[RECORD EXTRACTS]
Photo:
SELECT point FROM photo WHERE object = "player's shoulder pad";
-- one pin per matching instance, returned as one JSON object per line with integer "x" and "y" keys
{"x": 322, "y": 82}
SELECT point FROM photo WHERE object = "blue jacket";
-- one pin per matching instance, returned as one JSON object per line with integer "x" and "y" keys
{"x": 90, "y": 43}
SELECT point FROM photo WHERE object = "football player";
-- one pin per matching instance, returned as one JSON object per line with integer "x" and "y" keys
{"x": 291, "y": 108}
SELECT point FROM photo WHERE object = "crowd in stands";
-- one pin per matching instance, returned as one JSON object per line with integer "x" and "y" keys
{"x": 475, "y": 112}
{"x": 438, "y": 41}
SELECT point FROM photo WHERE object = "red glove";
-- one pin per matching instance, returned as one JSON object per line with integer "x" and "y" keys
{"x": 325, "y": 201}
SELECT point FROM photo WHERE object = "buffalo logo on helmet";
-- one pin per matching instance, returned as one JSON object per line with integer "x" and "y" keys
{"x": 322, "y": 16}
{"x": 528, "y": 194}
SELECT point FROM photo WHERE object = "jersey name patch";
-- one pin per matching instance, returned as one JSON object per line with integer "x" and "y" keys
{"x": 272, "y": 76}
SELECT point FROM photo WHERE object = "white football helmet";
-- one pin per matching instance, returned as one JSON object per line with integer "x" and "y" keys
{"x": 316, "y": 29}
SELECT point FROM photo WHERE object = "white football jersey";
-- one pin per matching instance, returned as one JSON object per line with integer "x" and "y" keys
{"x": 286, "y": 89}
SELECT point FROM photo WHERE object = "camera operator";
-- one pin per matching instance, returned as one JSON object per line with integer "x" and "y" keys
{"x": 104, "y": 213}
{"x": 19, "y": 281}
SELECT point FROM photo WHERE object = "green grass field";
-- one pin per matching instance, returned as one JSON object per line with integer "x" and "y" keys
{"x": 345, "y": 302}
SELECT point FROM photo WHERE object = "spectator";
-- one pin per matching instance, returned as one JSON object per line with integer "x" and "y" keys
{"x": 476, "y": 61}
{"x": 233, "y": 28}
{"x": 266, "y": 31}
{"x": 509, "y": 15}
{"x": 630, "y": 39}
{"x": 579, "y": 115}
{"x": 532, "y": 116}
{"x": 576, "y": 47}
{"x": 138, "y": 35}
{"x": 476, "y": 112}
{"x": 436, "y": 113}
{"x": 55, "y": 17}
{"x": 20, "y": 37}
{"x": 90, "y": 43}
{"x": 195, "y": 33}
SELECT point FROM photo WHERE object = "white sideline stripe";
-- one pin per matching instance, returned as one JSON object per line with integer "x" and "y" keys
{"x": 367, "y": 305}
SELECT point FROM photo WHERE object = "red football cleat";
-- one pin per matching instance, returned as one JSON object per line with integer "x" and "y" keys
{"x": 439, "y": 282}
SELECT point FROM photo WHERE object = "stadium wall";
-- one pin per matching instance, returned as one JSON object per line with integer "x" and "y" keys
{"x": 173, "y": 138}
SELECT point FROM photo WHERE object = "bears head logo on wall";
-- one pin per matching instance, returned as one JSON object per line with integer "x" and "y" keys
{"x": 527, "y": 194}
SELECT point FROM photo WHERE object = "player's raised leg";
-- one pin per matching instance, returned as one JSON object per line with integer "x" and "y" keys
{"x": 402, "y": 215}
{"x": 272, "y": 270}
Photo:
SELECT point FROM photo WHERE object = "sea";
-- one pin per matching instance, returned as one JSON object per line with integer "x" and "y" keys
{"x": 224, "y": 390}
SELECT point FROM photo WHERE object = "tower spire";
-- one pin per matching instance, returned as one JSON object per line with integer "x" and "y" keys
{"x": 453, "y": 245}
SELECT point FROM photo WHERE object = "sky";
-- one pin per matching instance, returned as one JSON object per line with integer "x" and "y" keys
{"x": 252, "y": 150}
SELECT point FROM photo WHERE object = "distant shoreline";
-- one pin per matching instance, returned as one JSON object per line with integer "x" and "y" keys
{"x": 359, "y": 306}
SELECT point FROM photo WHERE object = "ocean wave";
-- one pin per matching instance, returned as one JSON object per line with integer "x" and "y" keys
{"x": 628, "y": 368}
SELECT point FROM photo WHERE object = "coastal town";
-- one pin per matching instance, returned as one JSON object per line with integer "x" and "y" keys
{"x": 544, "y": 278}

[PROBLEM DESCRIPTION]
Print the records above exactly as they appear.

[SOLUTION FOR THIS PROBLEM]
Photo:
SELECT point FROM photo WHERE object = "player's shoulder pad";
-- one pin per matching instance, returned as one JSON object per line with integer "x" and "y" keys
{"x": 322, "y": 82}
SELECT point FROM photo WHERE object = "blue jacket";
-- one pin per matching instance, returned as one JSON object per line with integer "x" and "y" keys
{"x": 90, "y": 43}
SELECT point FROM photo WHERE object = "football player";
-- one pin per matching instance, returned as one JSON object per line with integer "x" and "y" keys
{"x": 291, "y": 108}
SELECT point FROM photo WHERE object = "crowd in stands";
-- one pin per matching instance, returned as one JSON object per line with integer "x" and "y" keys
{"x": 475, "y": 112}
{"x": 438, "y": 41}
SELECT point FROM photo WHERE object = "red glove";
-- one pin per matching instance, returned as one JSON object per line with integer "x" and "y" keys
{"x": 325, "y": 201}
SELECT point FROM photo WHERE object = "buffalo logo on helmet";
-- one pin per matching instance, returned as one JSON object per line with integer "x" and "y" keys
{"x": 322, "y": 16}
{"x": 528, "y": 194}
SELECT point FROM photo WHERE object = "jersey name patch";
-- one pin per matching instance, returned as one JSON object per line with integer "x" and "y" keys
{"x": 272, "y": 76}
SELECT point FROM photo WHERE object = "white football helmet";
-- one pin per matching instance, returned as one JSON object per line with integer "x" and "y" keys
{"x": 316, "y": 29}
SELECT point FROM photo WHERE object = "white football jersey";
-- one pin per matching instance, returned as one JSON object per line with integer "x" and "y" keys
{"x": 286, "y": 89}
SELECT point FROM photo WHERE object = "camera operator";
-- one pin per matching instance, returned as one JSON object per line with integer "x" and "y" keys
{"x": 104, "y": 213}
{"x": 19, "y": 281}
SELECT point FROM photo WHERE object = "green grass field";
-- one pin per matching instance, returned as one JSON object per line with integer "x" and "y" keys
{"x": 345, "y": 302}
SELECT point FROM photo WHERE object = "spectator";
-- one pin per matching instance, returned as one JSON object per line with integer "x" and "y" keys
{"x": 476, "y": 61}
{"x": 233, "y": 28}
{"x": 266, "y": 31}
{"x": 509, "y": 15}
{"x": 630, "y": 39}
{"x": 579, "y": 115}
{"x": 532, "y": 116}
{"x": 576, "y": 47}
{"x": 138, "y": 35}
{"x": 476, "y": 112}
{"x": 436, "y": 113}
{"x": 55, "y": 17}
{"x": 20, "y": 37}
{"x": 90, "y": 43}
{"x": 195, "y": 33}
SELECT point FROM photo WHERE object = "white sideline stripe";
-- one pin per matching instance, returned as one JSON object per line with integer "x" and "y" keys
{"x": 367, "y": 305}
SELECT point FROM photo WHERE object = "red football cleat";
-- one pin per matching instance, returned as one JSON object per line with integer "x" and "y" keys
{"x": 439, "y": 282}
SELECT point FROM photo WHERE object = "stadium wall";
-- one pin per matching instance, returned as one JSON object per line with integer "x" and "y" keys
{"x": 173, "y": 138}
SELECT point FROM photo WHERE object = "bears head logo on wall";
-- one pin per matching instance, returned as one JSON object per line with integer "x" and "y" keys
{"x": 527, "y": 194}
SELECT point FROM photo WHERE object = "player's raised leg";
-- one pin per matching instance, returned as one JSON object per line with integer "x" and "y" keys
{"x": 402, "y": 215}
{"x": 272, "y": 270}
Photo:
SELECT point FROM photo WHERE object = "sea";
-- one pin per matching instance, returned as one JSON object per line with integer "x" and "y" keys
{"x": 224, "y": 390}
SELECT point FROM photo WHERE object = "tower spire";
-- one pin per matching instance, returned as one JSON object per line with integer "x" and "y" keys
{"x": 453, "y": 245}
SELECT point FROM photo WHERE object = "sky";
-- one pin per matching instance, returned as one JSON object per line with integer "x" and "y" keys
{"x": 252, "y": 150}
SELECT point FROM photo WHERE object = "distant shoreline";
-- one pin per matching instance, returned as one JSON object per line with integer "x" and "y" keys
{"x": 359, "y": 306}
SELECT point FROM photo WHERE object = "ocean wave";
-- one pin per matching instance, returned as one JSON object per line with integer "x" and "y" keys
{"x": 628, "y": 368}
SELECT point FROM photo WHERE object = "coastal town";
-- one pin per matching instance, returned as one JSON object per line with integer "x" and "y" keys
{"x": 544, "y": 278}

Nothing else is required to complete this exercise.